■ TASKS FOR THIS EXERCISE
A. From the DAP client guide, print the part that opens with the words containing "Fetching table data" and closes with "schema returned above.".
B. Answer these questions from the DAP client guide:
(i) Which two output formats does the guide recommend for a snapshot query?
(ii) According to the guide, what is the last_seen timestamp typically?
(iii) What two high-level operations does the guide name for keeping a database synchronized with DAP?

We can also save the schema to a file.

import os
from dap.api import DAPClient
from dap.log import configure_logging

output_directory: str = os.getcwd()
configure_logging()
async with DAPClient() as session:
    tables = await session.get_tables("canvas")
    for table in tables:
        await session.download_table_schema("canvas", table, output_directory)

Fetching table data with a snapshot query

In order to get an initial copy of the full table contents, we need to perform a snapshot query. The parameter format determines the output data format, including CSV, TSV, JSONL and Parquet. We recommend JSONL or Parquet. For JSONL, each line in the output can be parsed into a JSON object, conforming to the JSON schema returned above.

import os
from dap.api import DAPClient
from dap.dap_types import Format, SnapshotQuery
from dap.log import configure_logging

output_directory = os.getcwd()
configure_logging()
async with DAPClient() as session:
    query = SnapshotQuery(format=Format.JSONL, mode=None)
    await session.download_table_data(
        "canvas", "accounts", query, output_directory, decompress=True
    )

Getting latest changes with an incremental query

Once an initial snapshot has been obtained, we need to keep the data synchronized with DAP. This is possible with incremental queries. The following, more complex example gets all changes since a specified since timestamp, and saves each data file on the server to an output file in the local filesystem. The last_seen timestamp is typically the until returned by a previous incremental query.

import os
from datetime import datetime, timezone
from urllib.parse import ParseResult, urlparse

import aiofiles

from dap.api import DAPClient
from dap.dap_types import Format, IncrementalQuery
from dap.log import configure_logging

configure_logging()

# timestamp returned by last snapshot or incremental query
last_seen = datetime(2023, 2, 1, 0, 0, 0, tzinfo=timezone.utc)

async with DAPClient() as session:
    query = IncrementalQuery(
        format=Format.JSONL,
        mode=None,
        since=last_seen,
        until=None,
    )
    result = await session.get_table_data("canvas", "accounts", query)
    resources = await session.get_resources(result.objects)
    for resource in resources.values():
        components: ParseResult = urlparse(str(resource.url))
        file_path = os.path.join(
            os.getcwd(), "data", os.path.basename(components.path)
        )
        async for stream in session.stream_resource(resource):
            async with aiofiles.open(file_path, "wb") as file:
                # save gzip data to file without decompressing
                async for chunk in stream.iter_chunked(64 * 1024):
                    await file.write(chunk)

Replicating data to a database

Earlier sections have shown how to obtain the latest schema, fetch data with a snapshot query, or get the latest changes with an incremental query. These are low-level operations that give you full control over what you do with the data.

However, in most cases we want high-level operations that ensure our database (either running locally or in the cloud) is synchronized with the data in DAP, without paying attention to specifics of data transfer. This is possible with two operations that

initialize a database, and
synchronize a database with the data in DAP.

In order to replicate data in DAP locally, we must first initialize a database:

from dap.api import DAPClient
from dap.integration.database import DatabaseConnection, DatabaseConnectionConfig
from dap.replicator.sql import SQLReplicator
from dap.log import configure_logging

configure_logging()

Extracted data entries
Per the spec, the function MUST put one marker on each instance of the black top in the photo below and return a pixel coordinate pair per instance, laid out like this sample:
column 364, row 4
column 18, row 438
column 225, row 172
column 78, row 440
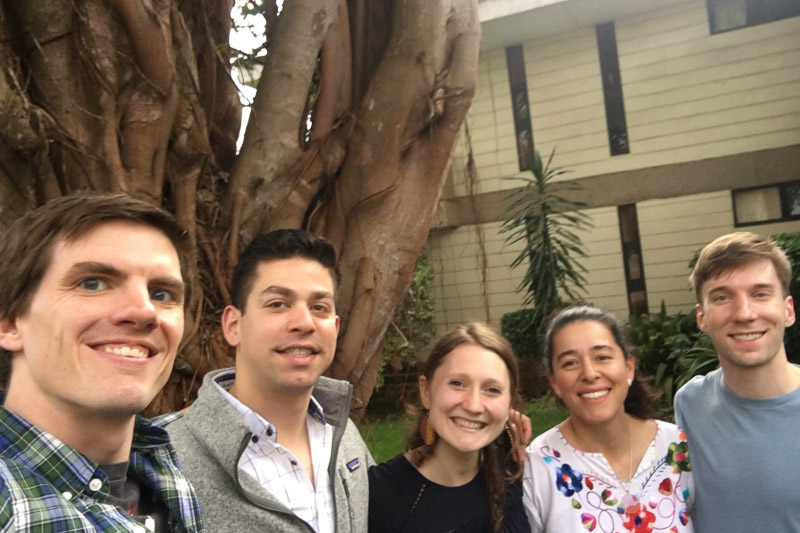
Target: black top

■ ANSWERS PROVIDED
A.
Fetching table data with a snapshot query

In order to get an initial copy of the full table contents, we need to perform a snapshot query. The parameter format determines the output data format, including CSV, TSV, JSONL and Parquet. We recommend JSONL or Parquet. For JSONL, each line in the output can be parsed into a JSON object, conforming to the JSON schema returned above.

B.
(i) JSONL or Parquet.
(ii) The until returned by a previous incremental query.
(iii) Initializing a database and synchronizing a database with the data in DAP.